◆ Tarefas obrigatórias
1 – Traduza para o inglês esta frase do trecho sobre violência simbólica: "Parte desse poder reside, justamente, na capacidade de ser ignorado como tal e reconhecido como capital simbólico legitimamente instituído, e de transformar as relações de comunicação em relações dissimuladas de força."
2 – Copie sem nenhuma alteração, do trecho sobre violência simbólica, a parte que se abre com as palavras que contêm "Nessa perspectiva, a" e se fecha com "instância, do sentimento.".
3 – Escreva o que vem depois do ponto em que o trecho sobre violência simbólica termina, dando continuidade ao texto.

◆ Trecho do texto
::::::
Parte desse poder reside, justamente, na capacidade de ser ignorado como tal e reconhecido como capital simbólico legitimamente instituído, e de transformar as relações de comunicação em relações dissimuladas de força. Daí resulta que a importância dos discursos não se restringe à representação do real, mas reside em sua eficácia para gerir processos e agenciamentos políticos, identitários e de legitimação destinados a produzir e reproduzir os sentidos necessários para a manutenção do consenso em torno de uma determinada ordem social.

Nessa perspectiva, a articulação dos discursos midiáticos com as forças hegemônicas possibilita a legitimação e a validação de sua visão de mundo particular, naturalizando-a, tornando-a imperceptível à medida que tenta promover a exclusão ou a condenar a uma invisibilidade os sentidos divergentes, o que leva à uma “interiorização muda da desigualdade” e ao que Bourdieu3(1999:7) chama de violência simbólica, descrevendo-a como uma

violência suave, insensível, invisível a suas próprias vítimas, que se exerce essencialmente pelas vias puramente simbólicas da comunicação e do conhecimento, ou mais precisamente, do desconhecimento, do reconhecimento ou, em última instância, do sentimento.

Uma das tarefas da crítica cultural e, sobretudo, da crítica midiática tem sido a de identificar e compreender o funcionamento e as dinâmicas dos processos comunicativos e sua participação na construção de visões de mundo - suas bem elaboradas articulações de informações, as escolhas apontadas como possíveis e desejáveis, a ênfase em determinados assuntos e a omissão de outros, a escolha de temas e ângulos em que serão mostrados atuam na atribuição de sentido às coisas do mundo e às relações sociais.
::::::
◆ Dados apresentados
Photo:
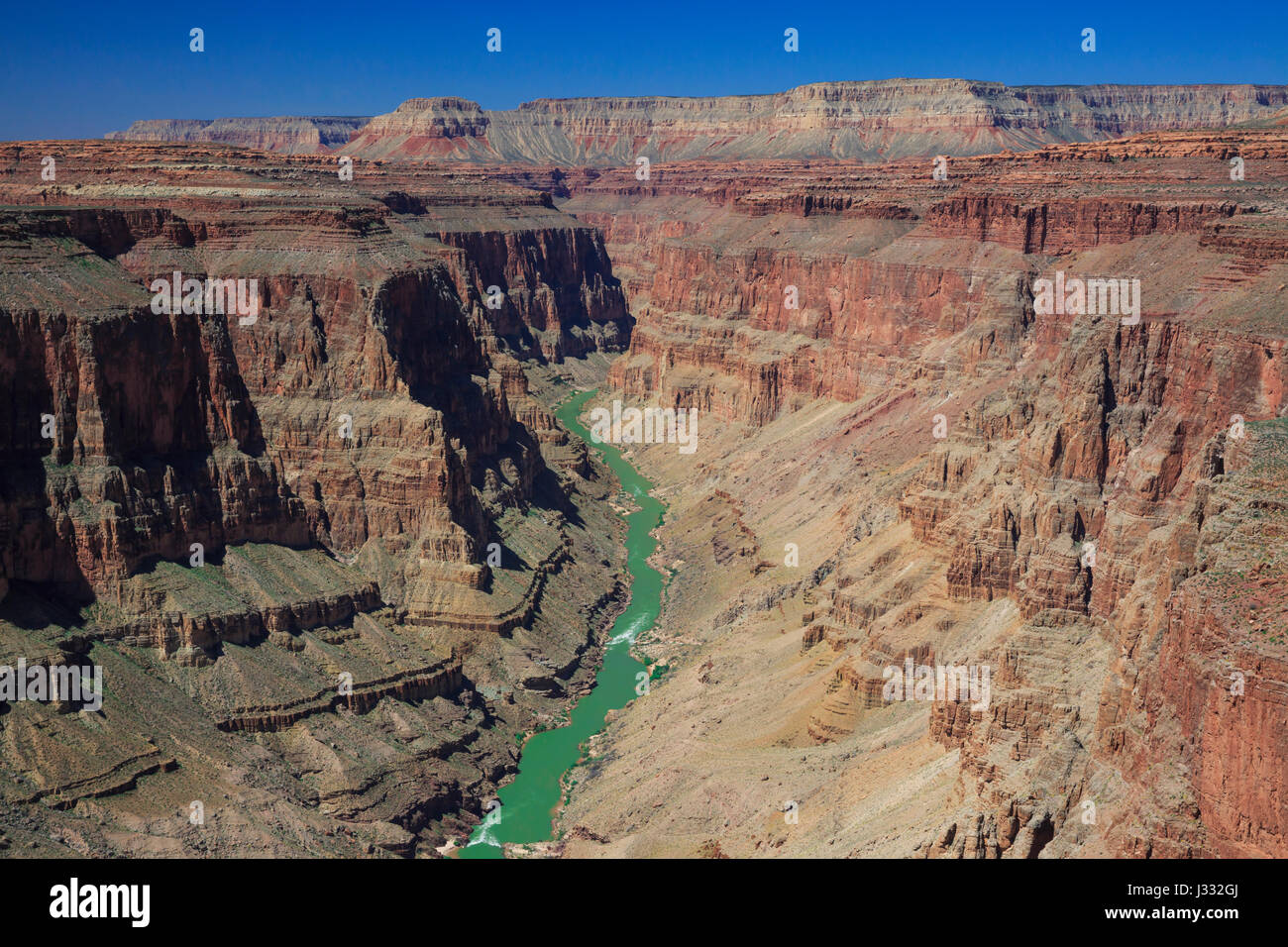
::::::
◆ Resultados em ordem
1 – Part of this power lies precisely in the capacity to be ignored as such and recognized as legitimately instituted symbolic capital, and to transform relations of communication into disguised relations of force.

2 –
Nessa perspectiva, a articulação dos discursos midiáticos com as forças hegemônicas possibilita a legitimação e a validação de sua visão de mundo particular, naturalizando-a, tornando-a imperceptível à medida que tenta promover a exclusão ou a condenar a uma invisibilidade os sentidos divergentes, o que leva à uma “interiorização muda da desigualdade” e ao que Bourdieu3(1999:7) chama de violência simbólica, descrevendo-a como uma

violência suave, insensível, invisível a suas próprias vítimas, que se exerce essencialmente pelas vias puramente simbólicas da comunicação e do conhecimento, ou mais precisamente, do desconhecimento, do reconhecimento ou, em última instância, do sentimento.

3 –
É na esfera da produção simbólica que se situam os embates pela sedimentação dos significados sociais e essa percepção leva à assunção da existência, no campo das práticas discursivas, da luta pela sua fixação, pois, além das falas oficiais, hegemônicas, existem espaços sociais e culturais independentes que permitem a articulação e a circulação de discursos dissidentes, emergentes ou apenas expressões de singularidades e de diversidade cultural.

Desse ponto de partida é possível pensar a produção cultural e simbólica tanto como reprodução – a partir do momento em que as falas individuais repetem fórmulas consensuais ou refletem o ideário hegemônico – como também possibilidade teórica para o surgimento de práticas discordantes ou contestadoras, que podem transformar os significados periféricos ou inaceitáveis em legítimos e incorporá-los à formação discursiva, desde que esses discursos circulem socialmente e possam ser, de alguma forma, legitimados por meio da aceitação de setores significativos da população.

Eni Orlandi4 (1996:162), autora que desenvolve importantes trabalhos na área da análise do discurso, afirma que

O sentido que se sedimenta é aquele que, dadas certas condições, ganha estatuto de dominante. A institucionalização de um sentido dominante sedimentado lhe atribui o prestígio de legitimidade e este se fixa, então como centro: o sentido oficial (literal).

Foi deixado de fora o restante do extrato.